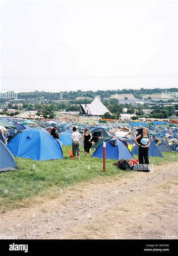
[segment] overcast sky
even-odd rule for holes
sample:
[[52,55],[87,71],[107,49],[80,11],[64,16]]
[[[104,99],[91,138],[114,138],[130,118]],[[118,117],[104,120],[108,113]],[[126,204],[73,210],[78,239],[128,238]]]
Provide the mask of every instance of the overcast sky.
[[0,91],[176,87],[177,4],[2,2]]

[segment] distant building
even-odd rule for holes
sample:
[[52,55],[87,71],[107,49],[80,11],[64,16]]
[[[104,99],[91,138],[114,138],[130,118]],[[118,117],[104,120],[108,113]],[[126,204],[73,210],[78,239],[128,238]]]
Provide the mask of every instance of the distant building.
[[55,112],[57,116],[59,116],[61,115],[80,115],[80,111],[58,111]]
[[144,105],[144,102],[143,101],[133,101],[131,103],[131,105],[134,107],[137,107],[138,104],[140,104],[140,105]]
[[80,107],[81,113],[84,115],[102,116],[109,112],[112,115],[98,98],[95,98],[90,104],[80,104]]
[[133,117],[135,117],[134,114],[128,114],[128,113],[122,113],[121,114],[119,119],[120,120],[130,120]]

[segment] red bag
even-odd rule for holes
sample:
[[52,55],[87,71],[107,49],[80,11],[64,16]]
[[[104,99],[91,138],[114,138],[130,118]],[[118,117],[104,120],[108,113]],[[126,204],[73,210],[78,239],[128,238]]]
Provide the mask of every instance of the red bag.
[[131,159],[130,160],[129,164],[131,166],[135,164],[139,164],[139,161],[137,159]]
:::
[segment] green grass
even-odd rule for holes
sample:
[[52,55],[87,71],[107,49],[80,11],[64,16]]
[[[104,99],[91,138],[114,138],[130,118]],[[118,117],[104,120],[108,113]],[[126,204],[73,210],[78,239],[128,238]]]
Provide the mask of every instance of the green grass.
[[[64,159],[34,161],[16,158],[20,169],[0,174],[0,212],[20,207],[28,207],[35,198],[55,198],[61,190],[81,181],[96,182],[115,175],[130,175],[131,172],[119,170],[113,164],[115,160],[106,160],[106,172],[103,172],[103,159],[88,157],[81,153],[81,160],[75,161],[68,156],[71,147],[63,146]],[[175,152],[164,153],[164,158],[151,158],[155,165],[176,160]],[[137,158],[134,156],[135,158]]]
:::
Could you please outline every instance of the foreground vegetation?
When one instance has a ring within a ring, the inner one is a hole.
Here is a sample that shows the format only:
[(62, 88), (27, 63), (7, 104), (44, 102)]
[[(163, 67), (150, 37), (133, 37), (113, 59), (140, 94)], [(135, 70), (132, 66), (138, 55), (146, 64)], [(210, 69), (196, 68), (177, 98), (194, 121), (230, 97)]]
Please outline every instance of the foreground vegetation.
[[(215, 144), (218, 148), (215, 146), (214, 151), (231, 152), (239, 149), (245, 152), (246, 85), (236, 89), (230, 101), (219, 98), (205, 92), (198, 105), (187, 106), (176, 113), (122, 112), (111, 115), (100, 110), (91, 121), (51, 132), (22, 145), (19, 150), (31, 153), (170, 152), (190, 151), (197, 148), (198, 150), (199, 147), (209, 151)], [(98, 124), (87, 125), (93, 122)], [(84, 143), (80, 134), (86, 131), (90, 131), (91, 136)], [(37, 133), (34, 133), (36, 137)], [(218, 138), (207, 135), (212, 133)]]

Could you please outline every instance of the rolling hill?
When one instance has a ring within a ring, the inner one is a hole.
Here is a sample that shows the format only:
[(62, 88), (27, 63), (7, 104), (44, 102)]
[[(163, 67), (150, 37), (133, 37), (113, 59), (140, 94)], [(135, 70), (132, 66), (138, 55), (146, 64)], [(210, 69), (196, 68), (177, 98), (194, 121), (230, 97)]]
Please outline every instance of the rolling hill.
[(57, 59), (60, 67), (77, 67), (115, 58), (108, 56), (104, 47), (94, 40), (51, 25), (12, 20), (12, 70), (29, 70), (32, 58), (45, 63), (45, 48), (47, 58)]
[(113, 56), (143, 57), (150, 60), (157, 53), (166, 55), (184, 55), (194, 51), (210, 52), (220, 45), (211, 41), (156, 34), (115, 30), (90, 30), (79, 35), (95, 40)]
:::
_AIM_
From the material above, pick out every line that contains the word "overcast", treating uppercase and lowercase as different.

_RESULT_
[segment] overcast sky
Provide the mask of every instance of the overcast sky.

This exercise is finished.